- Text under study:
------------------------------------------------
But Jesus might have said, “This is your hour to share in my glory. And you are awesome.” Isn’t that strange?
Decades ago, when she was young and fearless, her church sent her to work as a nurse in a mission station in Japan. She had a very tough time, as you can imagine, in Japan in the 1940s. She encountered racial, cultural, and political resistance to her work, to her message, and to her very reason for being there. As you probably also know, to win the people over, the missionaries, in that day, gave away free medical care, free food, and free clothing. People really took that in, but on Sundays, when they gathered for church, only two or three of the locals would show up.
She was jailed at the beginning of World War II. No one in the community around her stood up for her. After one year of deplorable treatment and abuse, she was released. She returned back to the United States, very sad, very defeated, very disillusioned.
Yet, when she returned, her church welcomed her with open arms. They held a great banquet in her honor. They provided her a home in which to live and a place to work in the church-related medical facility, right there in the community. She said, “I came back to this country thinking I was a complete failure as a missionary, but fortunately for me, the church has an odd definition of success.” I think Jesus might have said, “This was your hour to share in my glory, and you were awesome.”
------------------------------------------------
- Available data:

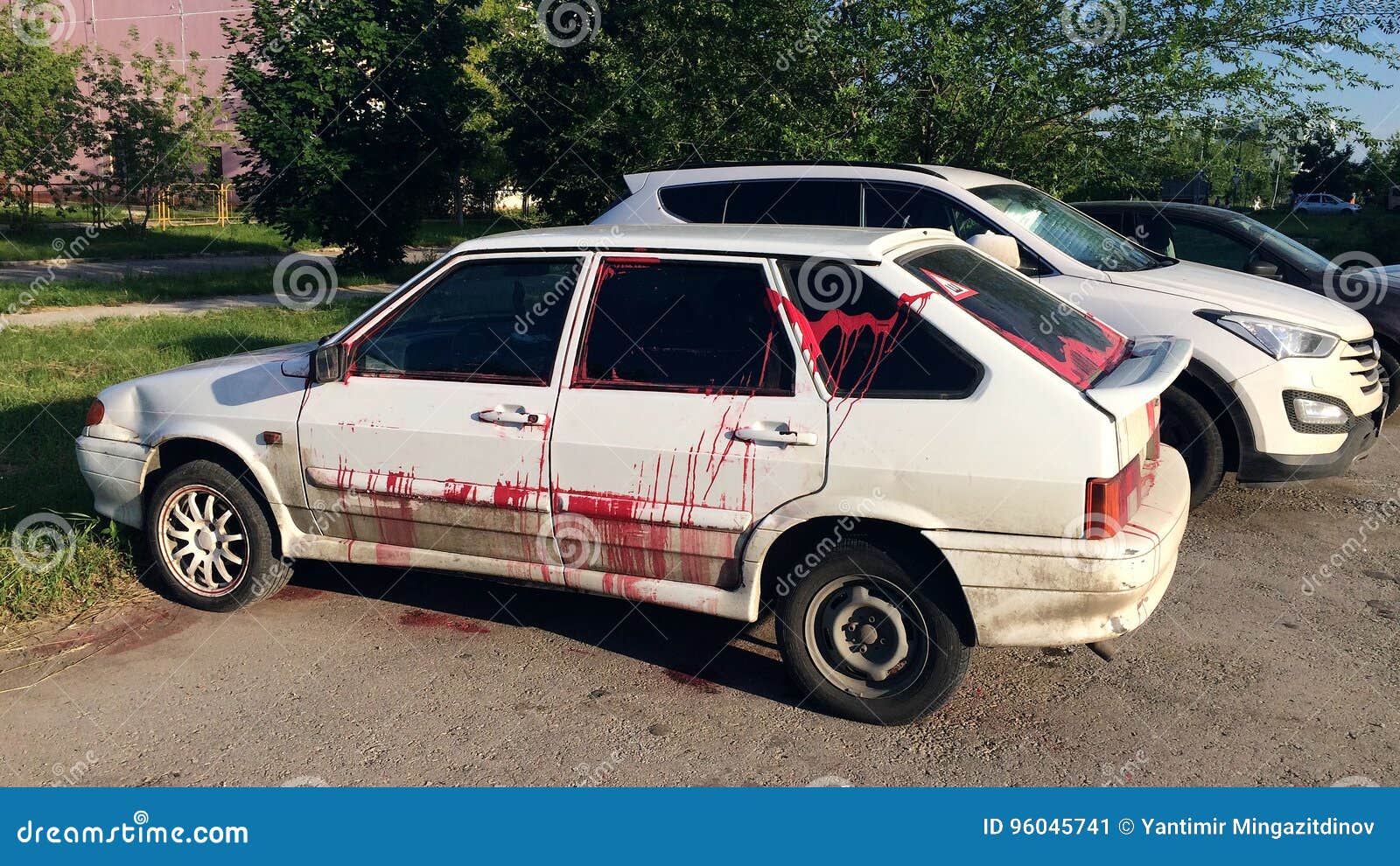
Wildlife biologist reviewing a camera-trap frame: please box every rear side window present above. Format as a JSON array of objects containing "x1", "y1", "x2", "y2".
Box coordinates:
[
  {"x1": 724, "y1": 180, "x2": 861, "y2": 227},
  {"x1": 900, "y1": 246, "x2": 1127, "y2": 390},
  {"x1": 574, "y1": 257, "x2": 795, "y2": 396},
  {"x1": 782, "y1": 259, "x2": 982, "y2": 399},
  {"x1": 661, "y1": 184, "x2": 733, "y2": 222}
]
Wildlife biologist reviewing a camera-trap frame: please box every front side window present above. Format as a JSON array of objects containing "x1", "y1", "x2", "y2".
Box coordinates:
[
  {"x1": 352, "y1": 257, "x2": 584, "y2": 385},
  {"x1": 574, "y1": 256, "x2": 795, "y2": 396},
  {"x1": 782, "y1": 259, "x2": 982, "y2": 399},
  {"x1": 899, "y1": 246, "x2": 1127, "y2": 390},
  {"x1": 970, "y1": 184, "x2": 1162, "y2": 271}
]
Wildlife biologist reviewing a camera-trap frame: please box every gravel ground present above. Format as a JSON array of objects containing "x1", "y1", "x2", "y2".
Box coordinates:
[{"x1": 0, "y1": 444, "x2": 1400, "y2": 785}]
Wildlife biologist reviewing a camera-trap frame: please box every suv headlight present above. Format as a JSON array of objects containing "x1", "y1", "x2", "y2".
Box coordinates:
[{"x1": 1201, "y1": 313, "x2": 1341, "y2": 361}]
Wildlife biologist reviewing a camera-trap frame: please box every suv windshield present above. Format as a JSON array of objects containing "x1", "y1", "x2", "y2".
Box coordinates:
[
  {"x1": 899, "y1": 246, "x2": 1129, "y2": 390},
  {"x1": 1227, "y1": 217, "x2": 1332, "y2": 273},
  {"x1": 969, "y1": 184, "x2": 1169, "y2": 271}
]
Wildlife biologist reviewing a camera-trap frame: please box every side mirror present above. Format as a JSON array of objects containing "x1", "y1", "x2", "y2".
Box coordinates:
[
  {"x1": 1244, "y1": 259, "x2": 1283, "y2": 280},
  {"x1": 968, "y1": 232, "x2": 1020, "y2": 270},
  {"x1": 311, "y1": 343, "x2": 348, "y2": 382}
]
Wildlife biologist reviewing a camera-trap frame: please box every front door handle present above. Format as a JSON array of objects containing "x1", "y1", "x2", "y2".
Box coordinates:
[
  {"x1": 476, "y1": 406, "x2": 549, "y2": 427},
  {"x1": 733, "y1": 427, "x2": 816, "y2": 445}
]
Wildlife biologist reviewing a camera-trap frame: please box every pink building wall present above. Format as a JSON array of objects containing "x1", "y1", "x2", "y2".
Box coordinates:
[{"x1": 51, "y1": 0, "x2": 247, "y2": 177}]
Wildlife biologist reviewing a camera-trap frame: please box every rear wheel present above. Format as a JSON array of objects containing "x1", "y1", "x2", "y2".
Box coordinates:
[
  {"x1": 145, "y1": 460, "x2": 291, "y2": 611},
  {"x1": 777, "y1": 540, "x2": 971, "y2": 724},
  {"x1": 1162, "y1": 385, "x2": 1225, "y2": 508}
]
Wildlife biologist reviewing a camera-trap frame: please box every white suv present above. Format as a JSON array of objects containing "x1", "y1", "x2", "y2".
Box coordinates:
[
  {"x1": 77, "y1": 227, "x2": 1190, "y2": 722},
  {"x1": 597, "y1": 163, "x2": 1384, "y2": 505}
]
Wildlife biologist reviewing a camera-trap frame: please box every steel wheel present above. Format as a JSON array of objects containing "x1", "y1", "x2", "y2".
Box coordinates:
[
  {"x1": 803, "y1": 574, "x2": 928, "y2": 698},
  {"x1": 157, "y1": 484, "x2": 249, "y2": 597}
]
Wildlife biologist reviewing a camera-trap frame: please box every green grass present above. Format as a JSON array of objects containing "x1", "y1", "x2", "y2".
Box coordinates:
[
  {"x1": 0, "y1": 301, "x2": 368, "y2": 623},
  {"x1": 0, "y1": 222, "x2": 320, "y2": 262},
  {"x1": 0, "y1": 213, "x2": 536, "y2": 262},
  {"x1": 0, "y1": 264, "x2": 423, "y2": 315},
  {"x1": 1270, "y1": 207, "x2": 1400, "y2": 264}
]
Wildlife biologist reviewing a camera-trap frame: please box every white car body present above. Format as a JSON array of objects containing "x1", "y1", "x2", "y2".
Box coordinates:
[
  {"x1": 77, "y1": 225, "x2": 1190, "y2": 645},
  {"x1": 1293, "y1": 193, "x2": 1361, "y2": 214},
  {"x1": 595, "y1": 163, "x2": 1384, "y2": 484}
]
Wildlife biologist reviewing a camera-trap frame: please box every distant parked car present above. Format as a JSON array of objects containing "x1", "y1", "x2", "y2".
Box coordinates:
[
  {"x1": 77, "y1": 225, "x2": 1192, "y2": 723},
  {"x1": 1075, "y1": 201, "x2": 1400, "y2": 416},
  {"x1": 1293, "y1": 193, "x2": 1361, "y2": 214},
  {"x1": 597, "y1": 161, "x2": 1384, "y2": 505}
]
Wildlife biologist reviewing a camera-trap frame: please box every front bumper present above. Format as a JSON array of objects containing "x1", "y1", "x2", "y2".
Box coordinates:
[
  {"x1": 77, "y1": 436, "x2": 150, "y2": 527},
  {"x1": 924, "y1": 446, "x2": 1192, "y2": 646}
]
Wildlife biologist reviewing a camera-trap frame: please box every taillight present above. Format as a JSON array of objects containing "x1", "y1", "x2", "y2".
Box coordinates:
[{"x1": 1083, "y1": 457, "x2": 1143, "y2": 539}]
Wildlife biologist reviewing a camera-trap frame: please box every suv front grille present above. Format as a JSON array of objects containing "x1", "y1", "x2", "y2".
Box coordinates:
[{"x1": 1341, "y1": 340, "x2": 1381, "y2": 396}]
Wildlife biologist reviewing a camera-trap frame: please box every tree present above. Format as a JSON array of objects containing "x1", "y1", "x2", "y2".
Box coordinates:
[
  {"x1": 488, "y1": 0, "x2": 1400, "y2": 217},
  {"x1": 84, "y1": 34, "x2": 227, "y2": 228},
  {"x1": 0, "y1": 26, "x2": 93, "y2": 222},
  {"x1": 226, "y1": 0, "x2": 490, "y2": 267}
]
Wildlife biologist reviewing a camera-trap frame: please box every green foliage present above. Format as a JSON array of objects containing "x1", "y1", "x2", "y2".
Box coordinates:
[
  {"x1": 227, "y1": 0, "x2": 492, "y2": 266},
  {"x1": 0, "y1": 26, "x2": 93, "y2": 224},
  {"x1": 84, "y1": 28, "x2": 227, "y2": 225}
]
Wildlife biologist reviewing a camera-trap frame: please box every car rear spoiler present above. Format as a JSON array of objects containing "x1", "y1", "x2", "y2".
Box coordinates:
[{"x1": 1083, "y1": 337, "x2": 1192, "y2": 420}]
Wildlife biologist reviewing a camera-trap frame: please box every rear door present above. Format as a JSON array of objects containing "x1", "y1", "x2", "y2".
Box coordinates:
[{"x1": 550, "y1": 253, "x2": 828, "y2": 588}]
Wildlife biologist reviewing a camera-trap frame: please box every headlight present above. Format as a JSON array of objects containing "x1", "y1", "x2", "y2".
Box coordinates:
[{"x1": 1202, "y1": 315, "x2": 1341, "y2": 361}]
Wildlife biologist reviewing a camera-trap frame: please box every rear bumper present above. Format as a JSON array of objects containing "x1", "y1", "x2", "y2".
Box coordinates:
[
  {"x1": 77, "y1": 436, "x2": 150, "y2": 527},
  {"x1": 924, "y1": 446, "x2": 1190, "y2": 646}
]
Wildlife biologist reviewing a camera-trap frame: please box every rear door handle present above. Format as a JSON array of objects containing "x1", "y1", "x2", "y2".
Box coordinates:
------------------------------------------------
- Problem details:
Using the sermon excerpt about the missionary nurse, decide whether each statement agrees with it, answering yes or no and quoting the deciding words: (a) Her church sent her to Japan to work as a teacher. (b) She was jailed at the beginning of World War II and released after one year. (c) When she came back, her church gave her a home and a place to work in its medical facility.

- Finished task:
(a) No: "her church sent her to work as a nurse in a mission station in Japan."
(b) Yes: "She was jailed at the beginning of World War II." and "After one year of deplorable treatment and abuse, she was released."
(c) Yes: "They provided her a home in which to live and a place to work in the church-related medical facility, right there in the community."